§ 抜粋本文:

糞便の細菌検査とは、便から病原菌や食中毒菌などの特定の細菌を特定し、感染症の原因や健康保菌者(無症状の病原菌保有者)を発見するための検査です。
主な目的は、食中毒の防止や感染性胃腸炎の原因究明、そして適切な薬剤治療の選択であり、食品業界での衛生管理や従業員の健康管理にも利用されます。
糞便の細菌検査の基準値
陰性
※1回の検査で陰性になっても、2~3回続けて検査を行うことで精度が高くなります。原則、抗菌薬投与前に検査を行います。
目次
糞便の細菌検査の概要
腸管内には多種類の常在菌が存在していますが、腸管内感染症を起こす菌にも多くの種類があります。
糞便の細菌検査は、以下にあげる腸管内感染症の起因菌の検出を目的とします。

§ 入力データ:
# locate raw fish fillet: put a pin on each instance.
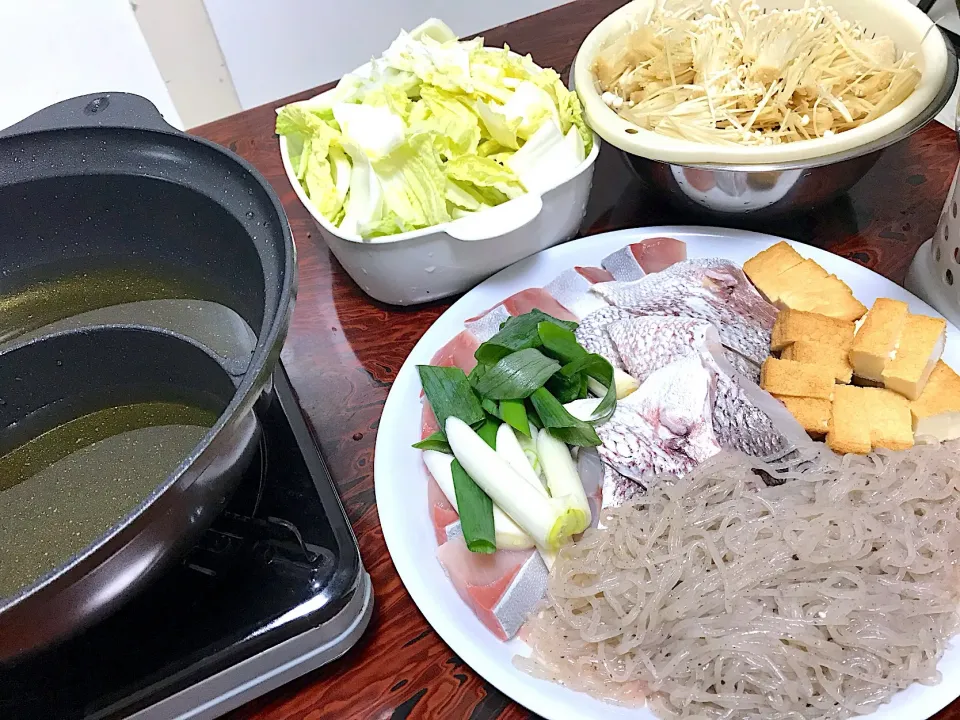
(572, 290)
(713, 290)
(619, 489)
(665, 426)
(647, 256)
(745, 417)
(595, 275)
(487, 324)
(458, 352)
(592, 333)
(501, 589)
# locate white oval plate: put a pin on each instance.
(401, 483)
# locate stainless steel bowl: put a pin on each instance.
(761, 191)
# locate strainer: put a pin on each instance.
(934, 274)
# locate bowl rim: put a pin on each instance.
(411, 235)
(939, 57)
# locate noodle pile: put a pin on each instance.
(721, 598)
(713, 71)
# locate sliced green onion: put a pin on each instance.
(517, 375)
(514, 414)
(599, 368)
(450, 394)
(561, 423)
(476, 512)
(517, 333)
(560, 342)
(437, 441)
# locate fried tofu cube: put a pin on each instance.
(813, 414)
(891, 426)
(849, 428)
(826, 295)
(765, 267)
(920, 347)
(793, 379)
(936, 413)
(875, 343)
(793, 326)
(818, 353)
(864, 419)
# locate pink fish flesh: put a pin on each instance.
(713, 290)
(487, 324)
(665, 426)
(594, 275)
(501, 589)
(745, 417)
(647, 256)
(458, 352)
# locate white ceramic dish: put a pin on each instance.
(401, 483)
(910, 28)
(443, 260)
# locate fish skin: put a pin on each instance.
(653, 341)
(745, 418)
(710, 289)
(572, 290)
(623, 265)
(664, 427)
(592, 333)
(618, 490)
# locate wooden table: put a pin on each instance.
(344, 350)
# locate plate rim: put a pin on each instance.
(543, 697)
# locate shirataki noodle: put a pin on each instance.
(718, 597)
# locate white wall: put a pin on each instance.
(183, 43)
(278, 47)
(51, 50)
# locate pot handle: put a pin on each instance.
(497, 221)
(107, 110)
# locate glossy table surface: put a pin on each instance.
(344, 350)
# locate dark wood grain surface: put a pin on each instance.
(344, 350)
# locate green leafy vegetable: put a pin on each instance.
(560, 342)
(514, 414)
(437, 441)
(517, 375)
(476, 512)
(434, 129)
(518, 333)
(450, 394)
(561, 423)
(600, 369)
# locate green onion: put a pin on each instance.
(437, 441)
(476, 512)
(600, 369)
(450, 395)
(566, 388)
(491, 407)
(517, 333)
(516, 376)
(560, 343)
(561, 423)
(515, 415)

* * *

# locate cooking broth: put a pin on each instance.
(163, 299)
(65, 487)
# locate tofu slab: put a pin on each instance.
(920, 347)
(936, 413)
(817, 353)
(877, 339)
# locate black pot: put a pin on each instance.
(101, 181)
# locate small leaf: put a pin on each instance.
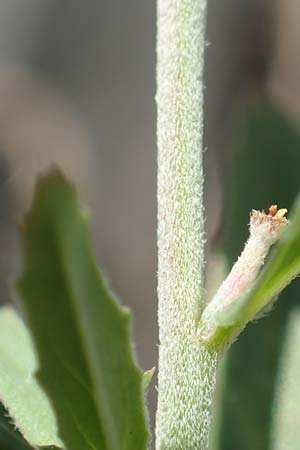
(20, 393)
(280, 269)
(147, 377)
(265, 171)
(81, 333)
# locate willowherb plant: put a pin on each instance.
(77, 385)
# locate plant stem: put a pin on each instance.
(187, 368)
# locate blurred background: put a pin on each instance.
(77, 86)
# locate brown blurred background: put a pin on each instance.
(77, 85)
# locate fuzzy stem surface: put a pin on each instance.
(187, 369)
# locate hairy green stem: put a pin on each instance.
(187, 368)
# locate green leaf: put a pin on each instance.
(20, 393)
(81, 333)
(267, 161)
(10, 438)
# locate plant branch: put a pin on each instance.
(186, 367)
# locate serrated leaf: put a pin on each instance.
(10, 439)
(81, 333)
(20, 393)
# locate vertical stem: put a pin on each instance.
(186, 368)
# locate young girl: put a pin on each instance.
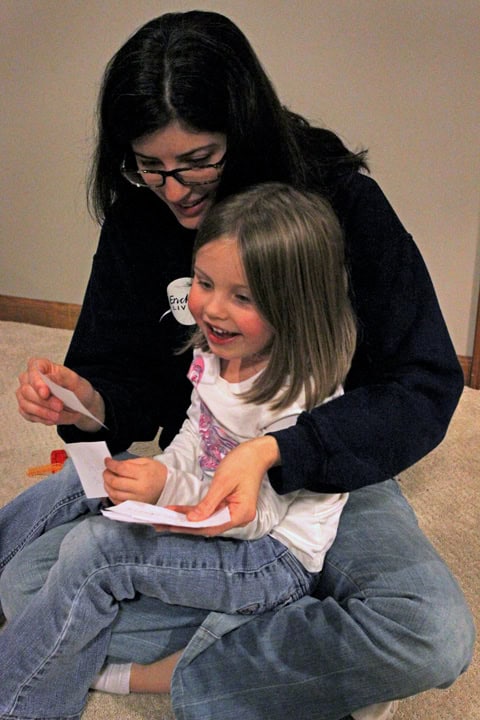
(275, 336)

§ 課題の要件:
糞便の細菌検査についての本文を、最後の文の後から書き継いでもらえますか？

§ 解答出力:
- 赤痢菌、コレラ菌、腸チフス菌
- カンピロバクター、サルモネラ、ブドウ球菌
- 腸炎ビブリオ、腸管出血性大腸菌
- クロストリジウム・ディフィシル(偽膜性腸炎)
下痢便の場合には、急性期の排出便を検体とすることが重要です。便の長時間放置後には常在菌の繁殖や起炎菌の死滅をまねくことがあるので、充分量の便を乾燥させないように保存する必要があります。
検査の目的
感染性胃腸炎の診断
下痢や腹痛の原因が細菌感染によるものかを確認し、感染症の早期発見と治療に繋げます。
食中毒の防止
サルモネラ菌や腸管出血性大腸菌などの病原菌を保有している「健康保菌者」を早期に発見し、食中毒の発生を未然に防ぎます。
薬剤耐性菌の検出
院内感染の予防や、原因菌に効果的な抗生物質を特定するために行われます。
検査の方法と流れ
検体の採取
採便用のディスポーザブル便器などを使用し、便を容器に採取します。水洗便所での採取は避ける必要があります。
培養
採取した便を特定の選択培地に乗せ、細菌を培養します。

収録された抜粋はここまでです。